*** Opening of STORED DATA ***

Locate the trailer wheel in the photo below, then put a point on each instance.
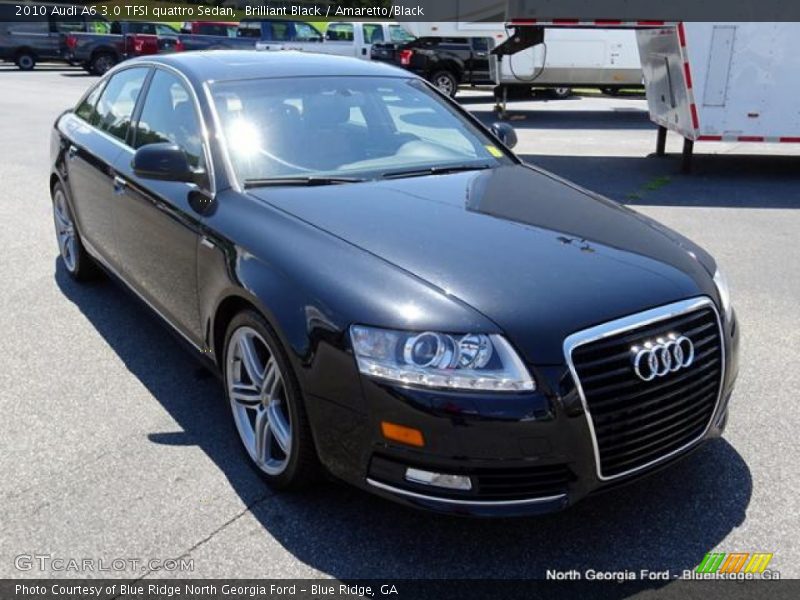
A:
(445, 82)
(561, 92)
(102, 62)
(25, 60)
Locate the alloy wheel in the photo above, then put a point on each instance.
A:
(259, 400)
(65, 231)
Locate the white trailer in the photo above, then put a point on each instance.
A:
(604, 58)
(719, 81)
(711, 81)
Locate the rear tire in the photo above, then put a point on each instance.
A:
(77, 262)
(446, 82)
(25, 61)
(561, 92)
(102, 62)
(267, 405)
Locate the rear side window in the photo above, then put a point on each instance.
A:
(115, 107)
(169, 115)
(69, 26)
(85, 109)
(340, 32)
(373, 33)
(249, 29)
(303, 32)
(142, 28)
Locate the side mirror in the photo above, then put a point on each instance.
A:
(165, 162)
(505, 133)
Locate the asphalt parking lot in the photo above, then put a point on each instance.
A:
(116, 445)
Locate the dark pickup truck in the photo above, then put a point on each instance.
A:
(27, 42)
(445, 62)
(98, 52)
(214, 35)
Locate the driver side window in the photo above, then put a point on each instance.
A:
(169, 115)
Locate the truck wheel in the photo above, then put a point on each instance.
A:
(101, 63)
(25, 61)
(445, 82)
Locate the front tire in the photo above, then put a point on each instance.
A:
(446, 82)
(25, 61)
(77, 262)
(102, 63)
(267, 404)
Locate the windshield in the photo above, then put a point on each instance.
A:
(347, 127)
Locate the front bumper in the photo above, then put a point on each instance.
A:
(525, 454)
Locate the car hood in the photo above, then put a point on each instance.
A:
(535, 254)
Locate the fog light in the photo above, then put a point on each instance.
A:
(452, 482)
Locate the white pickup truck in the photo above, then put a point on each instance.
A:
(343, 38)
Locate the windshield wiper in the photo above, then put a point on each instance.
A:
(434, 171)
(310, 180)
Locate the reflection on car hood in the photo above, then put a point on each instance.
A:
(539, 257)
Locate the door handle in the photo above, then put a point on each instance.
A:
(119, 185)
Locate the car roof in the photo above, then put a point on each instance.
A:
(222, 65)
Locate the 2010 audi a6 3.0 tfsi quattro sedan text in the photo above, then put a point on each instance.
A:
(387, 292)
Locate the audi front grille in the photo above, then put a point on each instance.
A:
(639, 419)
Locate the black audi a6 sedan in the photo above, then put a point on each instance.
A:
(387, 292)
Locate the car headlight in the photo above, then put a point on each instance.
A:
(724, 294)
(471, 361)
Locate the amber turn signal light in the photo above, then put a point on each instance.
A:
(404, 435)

*** Close of STORED DATA ***
*** Opening of STORED DATA ***

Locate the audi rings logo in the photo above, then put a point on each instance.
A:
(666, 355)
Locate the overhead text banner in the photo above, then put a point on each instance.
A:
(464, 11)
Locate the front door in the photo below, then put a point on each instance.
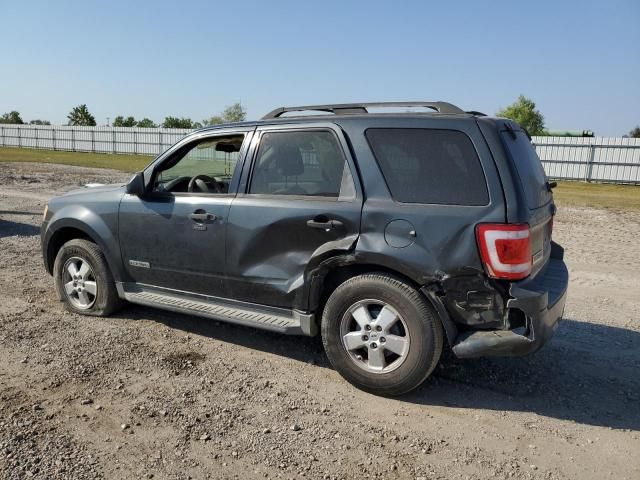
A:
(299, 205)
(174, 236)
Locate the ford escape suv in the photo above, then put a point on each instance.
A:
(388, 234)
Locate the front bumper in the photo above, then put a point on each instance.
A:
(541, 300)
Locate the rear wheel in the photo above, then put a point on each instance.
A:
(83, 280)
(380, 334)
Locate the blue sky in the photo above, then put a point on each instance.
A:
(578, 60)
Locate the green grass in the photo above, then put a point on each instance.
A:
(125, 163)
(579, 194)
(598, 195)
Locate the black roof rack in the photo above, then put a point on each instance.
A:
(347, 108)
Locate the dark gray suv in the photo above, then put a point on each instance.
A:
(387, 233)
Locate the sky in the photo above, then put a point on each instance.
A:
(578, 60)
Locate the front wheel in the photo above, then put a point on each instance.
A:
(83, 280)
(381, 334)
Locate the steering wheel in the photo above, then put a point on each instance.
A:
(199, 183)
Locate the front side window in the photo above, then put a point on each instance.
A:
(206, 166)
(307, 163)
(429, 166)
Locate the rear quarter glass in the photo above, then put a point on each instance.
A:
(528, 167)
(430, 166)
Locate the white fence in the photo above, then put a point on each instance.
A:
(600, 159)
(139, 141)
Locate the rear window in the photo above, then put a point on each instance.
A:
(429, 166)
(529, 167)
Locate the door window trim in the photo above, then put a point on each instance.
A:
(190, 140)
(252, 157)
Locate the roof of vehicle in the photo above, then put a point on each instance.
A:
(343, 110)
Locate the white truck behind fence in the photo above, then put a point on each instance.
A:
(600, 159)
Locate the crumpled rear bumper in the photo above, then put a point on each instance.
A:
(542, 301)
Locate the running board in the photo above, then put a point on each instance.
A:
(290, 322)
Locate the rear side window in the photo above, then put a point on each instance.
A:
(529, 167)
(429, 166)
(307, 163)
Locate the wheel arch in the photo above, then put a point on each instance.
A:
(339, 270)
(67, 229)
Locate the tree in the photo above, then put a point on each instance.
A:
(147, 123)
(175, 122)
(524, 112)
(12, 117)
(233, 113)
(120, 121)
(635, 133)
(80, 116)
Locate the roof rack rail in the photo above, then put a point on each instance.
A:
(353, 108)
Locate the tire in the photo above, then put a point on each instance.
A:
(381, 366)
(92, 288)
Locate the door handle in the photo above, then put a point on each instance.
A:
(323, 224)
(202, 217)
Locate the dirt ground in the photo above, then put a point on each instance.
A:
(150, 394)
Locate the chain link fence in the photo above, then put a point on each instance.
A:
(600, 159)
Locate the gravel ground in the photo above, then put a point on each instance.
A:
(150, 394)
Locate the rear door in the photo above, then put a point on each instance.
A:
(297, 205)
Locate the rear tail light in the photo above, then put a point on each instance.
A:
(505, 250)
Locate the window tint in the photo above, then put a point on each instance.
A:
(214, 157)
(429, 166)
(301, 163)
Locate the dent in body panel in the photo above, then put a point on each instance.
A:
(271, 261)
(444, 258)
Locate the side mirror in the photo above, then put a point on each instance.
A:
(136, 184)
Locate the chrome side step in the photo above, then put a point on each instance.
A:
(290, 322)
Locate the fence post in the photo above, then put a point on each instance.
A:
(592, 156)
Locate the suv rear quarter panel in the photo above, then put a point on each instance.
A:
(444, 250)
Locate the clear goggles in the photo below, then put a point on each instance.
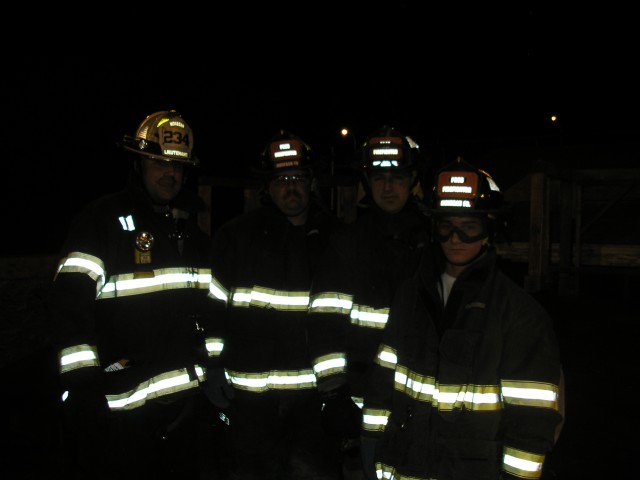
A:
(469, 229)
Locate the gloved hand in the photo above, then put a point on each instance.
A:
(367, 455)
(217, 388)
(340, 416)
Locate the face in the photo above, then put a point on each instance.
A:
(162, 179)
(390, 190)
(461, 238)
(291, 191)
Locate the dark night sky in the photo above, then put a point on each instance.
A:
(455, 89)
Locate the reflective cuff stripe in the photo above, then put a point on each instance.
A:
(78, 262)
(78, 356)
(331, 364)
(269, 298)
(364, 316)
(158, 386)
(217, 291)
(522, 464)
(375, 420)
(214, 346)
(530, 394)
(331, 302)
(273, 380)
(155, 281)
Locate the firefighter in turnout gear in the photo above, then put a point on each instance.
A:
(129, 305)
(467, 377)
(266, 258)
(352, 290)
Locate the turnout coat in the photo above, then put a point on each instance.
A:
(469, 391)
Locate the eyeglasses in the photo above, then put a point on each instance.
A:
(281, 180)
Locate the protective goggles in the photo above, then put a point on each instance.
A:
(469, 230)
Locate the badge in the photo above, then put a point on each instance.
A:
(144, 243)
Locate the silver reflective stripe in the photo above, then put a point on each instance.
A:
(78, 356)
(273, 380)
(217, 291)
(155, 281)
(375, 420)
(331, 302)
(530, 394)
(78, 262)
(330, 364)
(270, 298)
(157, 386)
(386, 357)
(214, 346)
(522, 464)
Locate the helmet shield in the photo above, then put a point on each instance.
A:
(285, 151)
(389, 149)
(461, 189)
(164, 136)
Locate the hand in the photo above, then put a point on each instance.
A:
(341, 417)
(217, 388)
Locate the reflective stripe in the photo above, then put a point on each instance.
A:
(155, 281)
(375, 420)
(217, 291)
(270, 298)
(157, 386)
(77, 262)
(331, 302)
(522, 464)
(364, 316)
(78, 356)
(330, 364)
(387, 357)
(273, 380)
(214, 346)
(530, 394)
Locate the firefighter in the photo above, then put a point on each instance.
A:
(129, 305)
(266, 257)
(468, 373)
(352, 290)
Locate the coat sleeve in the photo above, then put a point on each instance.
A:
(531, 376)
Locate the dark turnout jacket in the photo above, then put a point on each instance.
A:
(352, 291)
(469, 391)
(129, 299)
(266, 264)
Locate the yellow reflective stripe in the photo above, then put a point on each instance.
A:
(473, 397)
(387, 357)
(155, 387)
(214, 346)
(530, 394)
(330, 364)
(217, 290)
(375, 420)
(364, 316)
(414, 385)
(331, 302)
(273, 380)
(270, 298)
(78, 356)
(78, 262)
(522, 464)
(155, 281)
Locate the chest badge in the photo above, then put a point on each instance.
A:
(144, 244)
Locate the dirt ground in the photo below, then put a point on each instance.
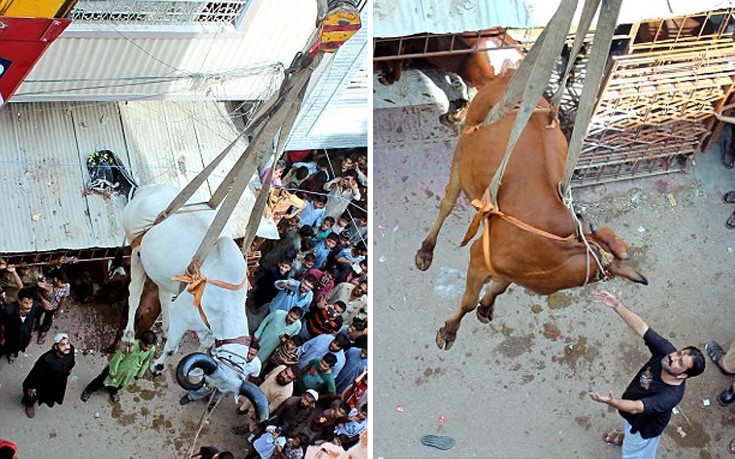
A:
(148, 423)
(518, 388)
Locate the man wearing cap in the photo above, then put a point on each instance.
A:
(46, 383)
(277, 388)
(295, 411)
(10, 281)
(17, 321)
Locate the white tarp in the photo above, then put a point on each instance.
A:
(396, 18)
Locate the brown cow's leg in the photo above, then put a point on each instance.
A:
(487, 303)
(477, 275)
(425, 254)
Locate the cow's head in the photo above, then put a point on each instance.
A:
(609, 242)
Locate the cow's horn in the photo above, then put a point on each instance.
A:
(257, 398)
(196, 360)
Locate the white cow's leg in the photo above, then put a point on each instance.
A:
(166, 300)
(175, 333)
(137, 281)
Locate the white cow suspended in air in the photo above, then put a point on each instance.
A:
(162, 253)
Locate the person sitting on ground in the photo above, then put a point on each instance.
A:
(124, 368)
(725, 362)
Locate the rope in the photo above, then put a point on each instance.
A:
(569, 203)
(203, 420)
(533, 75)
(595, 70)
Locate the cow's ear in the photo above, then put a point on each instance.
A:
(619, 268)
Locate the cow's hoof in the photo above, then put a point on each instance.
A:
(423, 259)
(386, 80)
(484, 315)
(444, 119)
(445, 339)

*** Close of STORED DATA ***

● **WHAT IS REQUIRED**: Above this instruction are the records; retype exactly the lines from the one containing "Locate the dark night" up to and including the one containing "Locate the yellow".

● **EXERCISE RESULT**:
Locate the dark night sky in the photo above, then put a point on each instance.
A:
(455, 89)
Locate the reflective cuff stripe in the photo above, then put a point on each instance.
A:
(78, 262)
(78, 356)
(331, 364)
(269, 298)
(364, 316)
(158, 386)
(217, 291)
(522, 464)
(375, 420)
(214, 346)
(530, 394)
(331, 302)
(273, 380)
(155, 281)
Locate the firefighter in turnout gear in the photo above, then put a point on each instance.
A:
(129, 305)
(467, 377)
(266, 258)
(352, 290)
Locate the turnout coat in the photo above, then put a point on each instance.
A:
(469, 391)
Locate the eyeglasses in the photo above, then put a point on each instance.
A:
(281, 180)
Locate the protective goggles in the photo above, then put a point on each instance.
A:
(469, 230)
Locate the badge in the photo above, then put a point on each instance.
A:
(144, 243)
Locate the silver reflective stripe in the photo above, then put a point on each instance.
A:
(78, 356)
(273, 380)
(217, 291)
(155, 281)
(375, 420)
(331, 302)
(530, 394)
(78, 262)
(330, 364)
(270, 298)
(157, 386)
(386, 357)
(214, 346)
(522, 464)
Locate the helmet shield in the photo above, then put a point on each instance.
A:
(285, 151)
(389, 149)
(461, 189)
(164, 136)
Locate the hand in the photo above, then put a point on each instance.
A:
(341, 417)
(217, 388)
Locate the reflective stripe in the photo above, then put a point on each instance.
A:
(155, 281)
(375, 420)
(217, 291)
(270, 298)
(157, 386)
(77, 262)
(331, 302)
(522, 464)
(364, 316)
(78, 356)
(330, 364)
(387, 357)
(273, 380)
(214, 346)
(530, 394)
Locate the firefighter in the photo above, then put a point on each instance.
A:
(129, 305)
(266, 257)
(468, 373)
(352, 290)
Locate the coat sleeve in the photo above, then put a point on each instance.
A:
(531, 376)
Locate the dark turnout jacket in the photo above, then put a point on each instance.
A:
(352, 291)
(469, 391)
(129, 299)
(266, 264)
Locate the yellow reflective stripe in the photo above, then put a point on each instance.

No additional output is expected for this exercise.